___ DATA LISTING ___

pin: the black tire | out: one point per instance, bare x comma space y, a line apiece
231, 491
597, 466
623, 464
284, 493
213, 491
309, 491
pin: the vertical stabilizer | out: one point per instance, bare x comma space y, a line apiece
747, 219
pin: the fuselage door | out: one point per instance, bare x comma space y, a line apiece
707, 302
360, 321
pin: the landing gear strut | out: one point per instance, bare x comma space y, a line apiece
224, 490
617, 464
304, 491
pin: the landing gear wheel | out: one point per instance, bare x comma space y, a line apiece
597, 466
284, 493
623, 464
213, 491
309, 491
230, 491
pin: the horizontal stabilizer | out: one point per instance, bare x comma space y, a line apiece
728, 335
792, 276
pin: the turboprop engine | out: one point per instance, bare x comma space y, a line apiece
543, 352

___
___ DATA LISTING ___

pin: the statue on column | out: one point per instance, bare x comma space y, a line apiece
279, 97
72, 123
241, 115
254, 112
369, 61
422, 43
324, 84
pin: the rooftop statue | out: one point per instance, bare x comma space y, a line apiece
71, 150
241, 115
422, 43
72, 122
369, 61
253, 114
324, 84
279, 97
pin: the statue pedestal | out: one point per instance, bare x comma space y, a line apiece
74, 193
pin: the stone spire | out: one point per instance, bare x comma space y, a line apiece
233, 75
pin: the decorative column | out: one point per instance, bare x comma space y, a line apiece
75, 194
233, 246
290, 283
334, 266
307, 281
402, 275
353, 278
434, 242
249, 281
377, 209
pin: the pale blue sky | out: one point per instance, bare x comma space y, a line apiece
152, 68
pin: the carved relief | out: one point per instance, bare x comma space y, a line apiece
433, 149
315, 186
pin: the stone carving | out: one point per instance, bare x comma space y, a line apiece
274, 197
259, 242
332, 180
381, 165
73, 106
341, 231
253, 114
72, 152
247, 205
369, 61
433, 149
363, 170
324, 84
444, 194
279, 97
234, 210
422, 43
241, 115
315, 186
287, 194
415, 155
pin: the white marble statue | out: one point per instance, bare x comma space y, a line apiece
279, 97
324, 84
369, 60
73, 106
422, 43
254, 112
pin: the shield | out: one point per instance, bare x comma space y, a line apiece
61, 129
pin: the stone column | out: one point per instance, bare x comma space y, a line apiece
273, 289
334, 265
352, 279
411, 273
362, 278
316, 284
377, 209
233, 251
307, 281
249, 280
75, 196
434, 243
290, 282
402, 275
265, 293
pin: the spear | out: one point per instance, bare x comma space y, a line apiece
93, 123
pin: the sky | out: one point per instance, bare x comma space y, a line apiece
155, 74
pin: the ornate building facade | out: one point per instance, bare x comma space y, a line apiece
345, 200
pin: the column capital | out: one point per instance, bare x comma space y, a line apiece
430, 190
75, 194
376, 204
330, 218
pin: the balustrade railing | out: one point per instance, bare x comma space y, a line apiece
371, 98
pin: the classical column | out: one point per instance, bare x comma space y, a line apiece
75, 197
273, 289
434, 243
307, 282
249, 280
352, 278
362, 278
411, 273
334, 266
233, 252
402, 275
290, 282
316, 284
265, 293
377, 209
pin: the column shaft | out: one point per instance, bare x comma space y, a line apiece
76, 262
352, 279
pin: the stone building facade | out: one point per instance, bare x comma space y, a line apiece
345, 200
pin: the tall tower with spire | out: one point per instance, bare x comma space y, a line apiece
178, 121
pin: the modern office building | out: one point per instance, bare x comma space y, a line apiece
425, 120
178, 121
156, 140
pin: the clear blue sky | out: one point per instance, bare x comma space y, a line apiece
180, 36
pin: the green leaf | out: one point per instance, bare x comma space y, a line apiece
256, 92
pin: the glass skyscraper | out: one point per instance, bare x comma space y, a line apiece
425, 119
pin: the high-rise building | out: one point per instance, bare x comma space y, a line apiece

___

◆ WHAT IS ASKED ◆
Collect every row above that contains the string "building", copying each one in full. Match case exactly, so a row with the string in different capitalization does not count.

◆ ANSWER TO THIS EXERCISE ◆
pin: the ornate building facade | out: one point per instance, bare x comma space y, a line apiece
pin: the stone building facade | out: one point per instance, bare x comma space y, a line apiece
pin: the modern office building | out: one point per instance, bare x comma space y, a line apiece
pin: the high-rise building | out: one point per instance, bare x comma space y, a line apiece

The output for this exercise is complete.